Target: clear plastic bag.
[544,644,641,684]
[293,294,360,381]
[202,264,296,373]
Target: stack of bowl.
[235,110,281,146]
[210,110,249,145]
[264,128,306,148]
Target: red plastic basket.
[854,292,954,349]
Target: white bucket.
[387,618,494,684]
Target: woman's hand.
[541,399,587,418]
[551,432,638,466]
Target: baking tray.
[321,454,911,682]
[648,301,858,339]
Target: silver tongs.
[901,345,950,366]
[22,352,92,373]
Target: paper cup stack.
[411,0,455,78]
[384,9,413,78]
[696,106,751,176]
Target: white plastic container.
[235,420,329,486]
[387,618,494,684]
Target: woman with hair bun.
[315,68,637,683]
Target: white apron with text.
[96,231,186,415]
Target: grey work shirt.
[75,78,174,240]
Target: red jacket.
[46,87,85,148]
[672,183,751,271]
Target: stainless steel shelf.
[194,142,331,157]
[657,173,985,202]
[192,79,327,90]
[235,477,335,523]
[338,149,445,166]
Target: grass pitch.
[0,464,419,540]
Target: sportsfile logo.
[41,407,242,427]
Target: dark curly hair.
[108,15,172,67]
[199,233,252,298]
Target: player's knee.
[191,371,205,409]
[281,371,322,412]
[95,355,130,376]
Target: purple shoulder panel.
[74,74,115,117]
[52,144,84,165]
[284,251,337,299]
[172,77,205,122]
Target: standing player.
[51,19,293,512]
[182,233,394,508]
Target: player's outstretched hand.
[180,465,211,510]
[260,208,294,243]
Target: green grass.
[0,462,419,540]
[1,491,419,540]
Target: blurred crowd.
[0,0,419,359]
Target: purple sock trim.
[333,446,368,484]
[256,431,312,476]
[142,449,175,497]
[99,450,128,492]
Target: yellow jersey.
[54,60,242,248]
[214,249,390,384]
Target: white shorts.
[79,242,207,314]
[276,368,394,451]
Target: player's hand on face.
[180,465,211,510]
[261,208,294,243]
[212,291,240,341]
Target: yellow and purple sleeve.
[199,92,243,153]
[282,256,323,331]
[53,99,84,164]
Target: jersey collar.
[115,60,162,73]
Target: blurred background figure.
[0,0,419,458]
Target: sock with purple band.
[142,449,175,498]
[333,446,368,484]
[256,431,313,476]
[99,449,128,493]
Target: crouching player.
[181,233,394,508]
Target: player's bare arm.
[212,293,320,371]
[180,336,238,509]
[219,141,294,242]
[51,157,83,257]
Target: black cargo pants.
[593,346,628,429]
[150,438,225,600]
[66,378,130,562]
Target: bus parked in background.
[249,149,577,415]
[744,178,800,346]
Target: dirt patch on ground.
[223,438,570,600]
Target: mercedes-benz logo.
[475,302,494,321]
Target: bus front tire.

# WHAT TO PRODUCE:
Switch "knee" to "elbow" in the listing lines between the one holding "Target: grass pitch." and the one holding "[95,355,130,376]", inclusive. Give only those lines, otherwise unchanged.

# EXERCISE OUTPUT:
Target: grass pitch.
[0,464,419,540]
Target: sportsfile logo.
[41,407,242,427]
Target: dark curly hair.
[108,15,172,67]
[199,233,252,298]
Target: player's elbow.
[191,371,205,409]
[281,371,322,412]
[95,355,130,376]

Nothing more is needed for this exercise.